TRABAJO POR HACER:
• A. Reproduce sin cambios el texto sobre la noche desde "Siempre llega la" hasta "residuos del día.".
• B. Escribe cómo sigue el texto sobre la noche y la oscuridad a partir de su última frase.

La pugna entre la luz y la oscuridad es casi siempre desequilibrada, a veces nuestra lucidez no responde a la complejidad de la realidad pura y dura.
Es una dualidad constante, nuestra condición de seres humanos nos lleva a lidiar con una doble faz; mitad verdadera, mitad impostora.
La noche parece ser un buen motivo para reavivar la mirada profunda de la incertidumbre, el insomnio es, yo diría, un conductor que no sucumbe ni ante la idea de saber que mañana será otro día.
Siempre llega la noche, ¿es un ave de mal agüero? que trae en sus entrañas pócimas para aventajar a la dicha, la justicia y la libertad.
En la penumbra, despliega sus alas y nos envuelve, como si fuésemos huérfanos, residuos del día.

SECCIÓN DE DATOS:
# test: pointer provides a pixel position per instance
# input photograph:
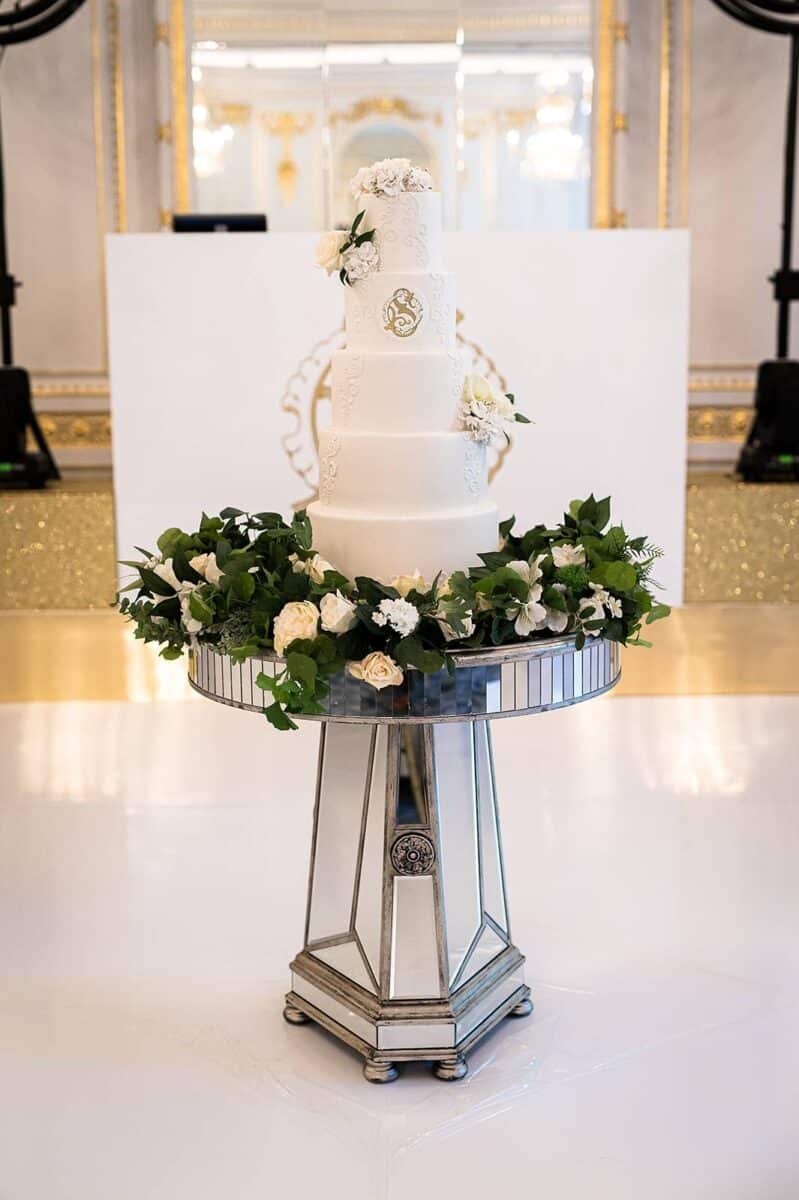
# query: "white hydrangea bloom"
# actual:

LAS RESPUESTAS:
• A.
Siempre llega la noche, ¿es un ave de mal agüero? que trae en sus entrañas pócimas para aventajar a la dicha, la justicia y la libertad.
En la penumbra, despliega sus alas y nos envuelve, como si fuésemos huérfanos, residuos del día.

• B.
La noche y el día es el tránsito dual de las pasiones dormidas y los desalientos despiertos. Las noches de este presente que será pasado, pero que volverán a ser presente, nos obligan a discurrir sobre la inquieta idea de que todo va por la senda de la oscuridad, guiadas solo por la intuición, el acertijo y la mediocre idea de pensar que la reacción puede más que la razón.
Pero el día no claudica, hace renacer la llama de esa antigua guerra por el fuego, de ese caprichoso grito de renuncia ante el rostro impostor del mandamás que planea imponer su bastarda revolución sin gloria.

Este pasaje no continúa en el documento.